With the pictures removed, write out the data below exactly.

START INPUT DATA

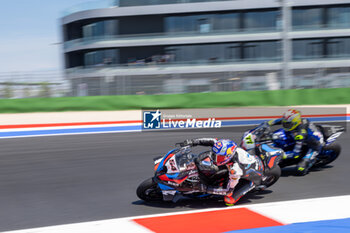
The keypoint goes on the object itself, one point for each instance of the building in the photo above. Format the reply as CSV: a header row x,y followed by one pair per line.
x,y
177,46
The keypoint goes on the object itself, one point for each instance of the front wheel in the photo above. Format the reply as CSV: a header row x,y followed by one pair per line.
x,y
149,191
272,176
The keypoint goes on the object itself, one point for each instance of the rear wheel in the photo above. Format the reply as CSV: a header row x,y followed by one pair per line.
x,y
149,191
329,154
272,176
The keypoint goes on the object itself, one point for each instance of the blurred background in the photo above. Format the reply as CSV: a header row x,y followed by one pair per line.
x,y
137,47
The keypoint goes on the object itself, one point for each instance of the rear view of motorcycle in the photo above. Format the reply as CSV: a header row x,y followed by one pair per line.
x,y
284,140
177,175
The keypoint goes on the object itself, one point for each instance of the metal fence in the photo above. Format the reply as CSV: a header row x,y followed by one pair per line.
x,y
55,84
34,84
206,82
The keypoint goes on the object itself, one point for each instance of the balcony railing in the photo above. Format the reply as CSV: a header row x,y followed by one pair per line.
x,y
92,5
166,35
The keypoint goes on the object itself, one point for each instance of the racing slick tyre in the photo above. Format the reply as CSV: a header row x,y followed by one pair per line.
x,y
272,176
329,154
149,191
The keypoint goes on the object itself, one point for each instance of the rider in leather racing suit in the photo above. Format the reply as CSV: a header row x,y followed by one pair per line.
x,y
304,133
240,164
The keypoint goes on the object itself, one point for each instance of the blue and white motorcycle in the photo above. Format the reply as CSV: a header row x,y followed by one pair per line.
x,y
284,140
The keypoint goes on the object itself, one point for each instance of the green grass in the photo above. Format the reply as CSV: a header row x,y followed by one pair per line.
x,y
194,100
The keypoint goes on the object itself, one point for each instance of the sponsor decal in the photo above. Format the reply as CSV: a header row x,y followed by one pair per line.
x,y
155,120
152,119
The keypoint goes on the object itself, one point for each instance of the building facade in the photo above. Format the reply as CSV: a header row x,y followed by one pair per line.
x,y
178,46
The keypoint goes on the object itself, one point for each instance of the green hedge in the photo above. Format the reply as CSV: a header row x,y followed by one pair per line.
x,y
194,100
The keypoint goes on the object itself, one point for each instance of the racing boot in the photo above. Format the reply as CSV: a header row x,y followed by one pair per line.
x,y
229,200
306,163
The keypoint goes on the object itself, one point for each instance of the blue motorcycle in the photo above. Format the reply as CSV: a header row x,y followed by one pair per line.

END INPUT DATA

_RESULT FOR THIS EXERCISE_.
The keypoint goes on the object itself, one point for each instance of the building in the photo above. Format the reply as CSV: a header row x,y followed by one pair per line.
x,y
177,46
The keypoint goes on the object itself, one point for each instance of the front wheel in the photo above. Format the reply as CSV: a header row x,y followed by one pair per line.
x,y
149,191
272,176
The keypoint goes on the object itself, one point for each instance of the rear wheel in the photo above. Format the reply as CSV: a header row x,y followed by one pair per line.
x,y
149,191
329,154
272,176
The keypoint goes on the object itself, one point for each instance of the blurred background in the photo above. Format the reply as CSV: a header row x,y followed by one pair per line.
x,y
137,47
The keypoint goes on the object itself, one point for each instance of the rear view of motorcycle in the photo above. Format the reply as CSV: a header row x,y followed by one pair per line.
x,y
284,140
177,175
The keypoint goes on the object itself, one point for each instance of the metal fence in the photo above. Format the reply as CSV: a header row x,y followed by one pair per line.
x,y
55,84
34,84
206,82
The keypoint goes on the object itself, one point for each instance of the balcony railing in the photo above. Format the reply as CSV: a header row x,y followed by one pair per line.
x,y
92,5
166,35
The keypoint goes on the object itself, one point for each instance of the racing slick tyre in the photo above. Format the reply as CSV: a header row x,y followed by one pair per line.
x,y
272,176
329,154
149,191
The keypoint goes on the object itself, one point for each instance of the rider in leather racing suit in the photo above. Format the reply as CSV: a header row x,y followed by one pair per line.
x,y
304,133
240,164
The keypoint goes on the object itself, one point for each instance of the blue and white motorcycle in the photo above. Format the reply as CSV: a header row x,y followed by one pair per line.
x,y
284,140
The keypoint goes on the object itself, one point for each instance of the green grass in the photo above. Format the reply as CSV: a header row x,y followed by one pair per line.
x,y
194,100
The keypoint goes on the object itself, one point for each instance of the sponsor decal in the photo above. Format the reply as CSV: a header row x,y followed by one pair per line.
x,y
155,120
152,119
The keypoint goes on the object itself, one point for each instance of the building facade in the photo above. Format the reply as CSV: a header row x,y followed by one pair per line.
x,y
178,46
The keypoint goes on the object itself, one point for each instance of the green hedge in the photo above. Format the reply as CSV: a header row x,y followed by one pair per line.
x,y
194,100
The keypoint goes on the object itself, one point for each instance of the racing boot in the photo above. Format the reply as CSV: a header row x,y followed by one pair per line.
x,y
229,200
306,163
The keypoint goes on the object itself, one point for each instance of the blue motorcycle in the photo above. Format the reply as CSV: a header row x,y followed by one pair per line.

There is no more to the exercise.